━━━ THE RECORDS ━━━

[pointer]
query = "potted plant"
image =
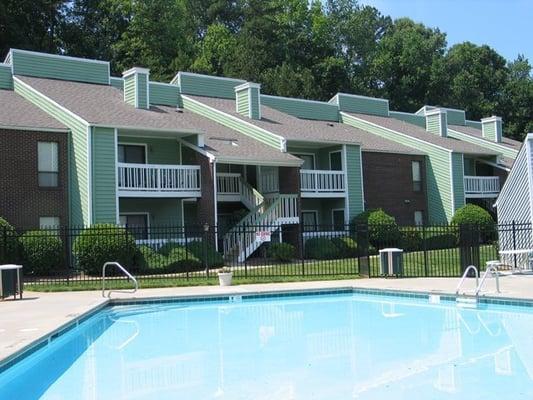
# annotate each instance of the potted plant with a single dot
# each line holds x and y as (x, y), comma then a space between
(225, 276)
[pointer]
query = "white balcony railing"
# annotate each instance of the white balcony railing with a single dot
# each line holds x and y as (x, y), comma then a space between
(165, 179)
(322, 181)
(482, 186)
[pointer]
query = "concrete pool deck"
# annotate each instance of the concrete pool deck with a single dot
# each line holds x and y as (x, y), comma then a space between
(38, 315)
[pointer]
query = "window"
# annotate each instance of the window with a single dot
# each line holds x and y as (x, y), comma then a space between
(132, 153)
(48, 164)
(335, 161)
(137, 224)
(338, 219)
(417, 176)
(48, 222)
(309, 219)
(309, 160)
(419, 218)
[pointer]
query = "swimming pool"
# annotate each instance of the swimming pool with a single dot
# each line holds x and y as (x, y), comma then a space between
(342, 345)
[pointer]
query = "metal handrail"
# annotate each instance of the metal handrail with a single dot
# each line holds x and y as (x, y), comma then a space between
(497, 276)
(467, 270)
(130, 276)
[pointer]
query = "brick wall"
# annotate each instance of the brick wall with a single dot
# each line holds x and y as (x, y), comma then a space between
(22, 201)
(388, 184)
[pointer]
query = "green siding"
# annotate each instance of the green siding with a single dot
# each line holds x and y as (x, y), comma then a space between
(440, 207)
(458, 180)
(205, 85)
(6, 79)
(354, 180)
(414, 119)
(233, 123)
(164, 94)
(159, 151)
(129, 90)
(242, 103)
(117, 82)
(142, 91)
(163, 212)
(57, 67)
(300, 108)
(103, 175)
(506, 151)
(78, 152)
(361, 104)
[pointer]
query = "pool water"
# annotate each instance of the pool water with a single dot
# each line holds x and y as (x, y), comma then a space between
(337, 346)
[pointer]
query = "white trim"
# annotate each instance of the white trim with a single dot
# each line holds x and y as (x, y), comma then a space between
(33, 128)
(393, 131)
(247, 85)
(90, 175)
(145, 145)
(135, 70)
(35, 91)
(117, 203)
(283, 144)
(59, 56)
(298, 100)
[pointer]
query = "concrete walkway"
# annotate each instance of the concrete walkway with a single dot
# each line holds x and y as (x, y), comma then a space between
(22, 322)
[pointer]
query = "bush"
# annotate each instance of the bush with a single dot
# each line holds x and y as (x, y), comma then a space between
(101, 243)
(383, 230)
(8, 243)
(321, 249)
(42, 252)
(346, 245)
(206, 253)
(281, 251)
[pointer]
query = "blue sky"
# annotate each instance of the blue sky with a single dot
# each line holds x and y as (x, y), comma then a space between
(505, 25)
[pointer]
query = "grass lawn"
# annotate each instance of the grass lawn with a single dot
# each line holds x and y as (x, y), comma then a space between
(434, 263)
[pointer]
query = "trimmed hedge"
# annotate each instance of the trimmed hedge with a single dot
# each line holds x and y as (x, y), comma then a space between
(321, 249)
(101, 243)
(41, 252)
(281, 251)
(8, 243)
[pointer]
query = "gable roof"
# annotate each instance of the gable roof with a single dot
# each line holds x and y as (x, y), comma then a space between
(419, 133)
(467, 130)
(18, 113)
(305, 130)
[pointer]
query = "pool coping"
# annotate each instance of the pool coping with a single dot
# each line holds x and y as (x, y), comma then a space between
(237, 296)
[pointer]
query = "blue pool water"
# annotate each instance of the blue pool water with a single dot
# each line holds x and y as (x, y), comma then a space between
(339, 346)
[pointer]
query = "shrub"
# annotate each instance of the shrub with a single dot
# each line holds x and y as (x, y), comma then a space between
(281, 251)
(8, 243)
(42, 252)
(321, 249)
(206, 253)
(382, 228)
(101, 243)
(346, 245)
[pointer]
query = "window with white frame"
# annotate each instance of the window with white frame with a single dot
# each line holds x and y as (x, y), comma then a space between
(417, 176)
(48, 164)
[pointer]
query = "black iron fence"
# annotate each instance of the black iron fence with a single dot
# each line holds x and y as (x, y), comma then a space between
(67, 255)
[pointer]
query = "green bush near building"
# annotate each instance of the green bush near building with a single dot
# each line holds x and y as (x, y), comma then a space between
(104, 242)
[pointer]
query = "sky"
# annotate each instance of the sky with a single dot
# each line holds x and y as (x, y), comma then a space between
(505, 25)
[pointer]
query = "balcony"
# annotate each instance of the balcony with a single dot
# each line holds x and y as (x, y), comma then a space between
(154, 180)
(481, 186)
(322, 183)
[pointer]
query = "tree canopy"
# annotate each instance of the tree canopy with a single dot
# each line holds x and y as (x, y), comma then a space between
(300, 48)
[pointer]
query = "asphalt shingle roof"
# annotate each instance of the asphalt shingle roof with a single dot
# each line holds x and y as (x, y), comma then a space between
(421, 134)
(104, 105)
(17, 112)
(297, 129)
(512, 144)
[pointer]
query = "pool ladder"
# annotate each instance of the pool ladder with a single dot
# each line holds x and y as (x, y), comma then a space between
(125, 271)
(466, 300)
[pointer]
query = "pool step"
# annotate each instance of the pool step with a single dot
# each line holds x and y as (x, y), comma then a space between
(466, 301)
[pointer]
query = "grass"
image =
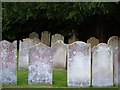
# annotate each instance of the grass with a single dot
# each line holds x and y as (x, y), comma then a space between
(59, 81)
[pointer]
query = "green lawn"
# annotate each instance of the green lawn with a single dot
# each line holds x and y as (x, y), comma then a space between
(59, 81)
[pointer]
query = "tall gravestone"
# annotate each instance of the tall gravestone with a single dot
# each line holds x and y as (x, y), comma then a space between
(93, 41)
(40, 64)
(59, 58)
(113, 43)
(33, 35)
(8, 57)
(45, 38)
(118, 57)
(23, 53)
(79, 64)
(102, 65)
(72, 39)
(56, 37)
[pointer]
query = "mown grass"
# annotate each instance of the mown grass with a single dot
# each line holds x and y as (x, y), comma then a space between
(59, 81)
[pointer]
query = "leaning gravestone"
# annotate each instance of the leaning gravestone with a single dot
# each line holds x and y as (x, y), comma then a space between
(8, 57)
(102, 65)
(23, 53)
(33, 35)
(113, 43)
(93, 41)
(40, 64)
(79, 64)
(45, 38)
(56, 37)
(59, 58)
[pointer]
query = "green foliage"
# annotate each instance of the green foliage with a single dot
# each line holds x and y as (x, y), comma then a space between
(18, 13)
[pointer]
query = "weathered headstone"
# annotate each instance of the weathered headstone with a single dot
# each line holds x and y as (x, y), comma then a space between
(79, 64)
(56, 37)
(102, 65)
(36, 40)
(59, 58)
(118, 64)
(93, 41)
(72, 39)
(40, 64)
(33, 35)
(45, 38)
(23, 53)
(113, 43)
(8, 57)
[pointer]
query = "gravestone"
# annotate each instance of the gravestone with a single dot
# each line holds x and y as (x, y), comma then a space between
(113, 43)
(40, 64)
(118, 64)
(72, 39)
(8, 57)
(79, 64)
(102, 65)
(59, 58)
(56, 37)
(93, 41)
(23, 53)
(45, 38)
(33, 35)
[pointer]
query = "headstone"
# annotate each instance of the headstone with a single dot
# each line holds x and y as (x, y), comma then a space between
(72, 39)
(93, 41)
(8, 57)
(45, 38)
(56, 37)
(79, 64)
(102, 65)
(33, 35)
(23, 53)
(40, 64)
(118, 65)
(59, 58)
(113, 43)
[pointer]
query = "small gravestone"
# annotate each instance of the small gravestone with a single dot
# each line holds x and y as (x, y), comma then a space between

━━━

WHAT IS ASKED -
Pull out every line of the data above that contains the word "gable", copying each one in full.

RESPONSE TO THE EXERCISE -
query = "gable roof"
# annotate each instance of the gable roof with a single dot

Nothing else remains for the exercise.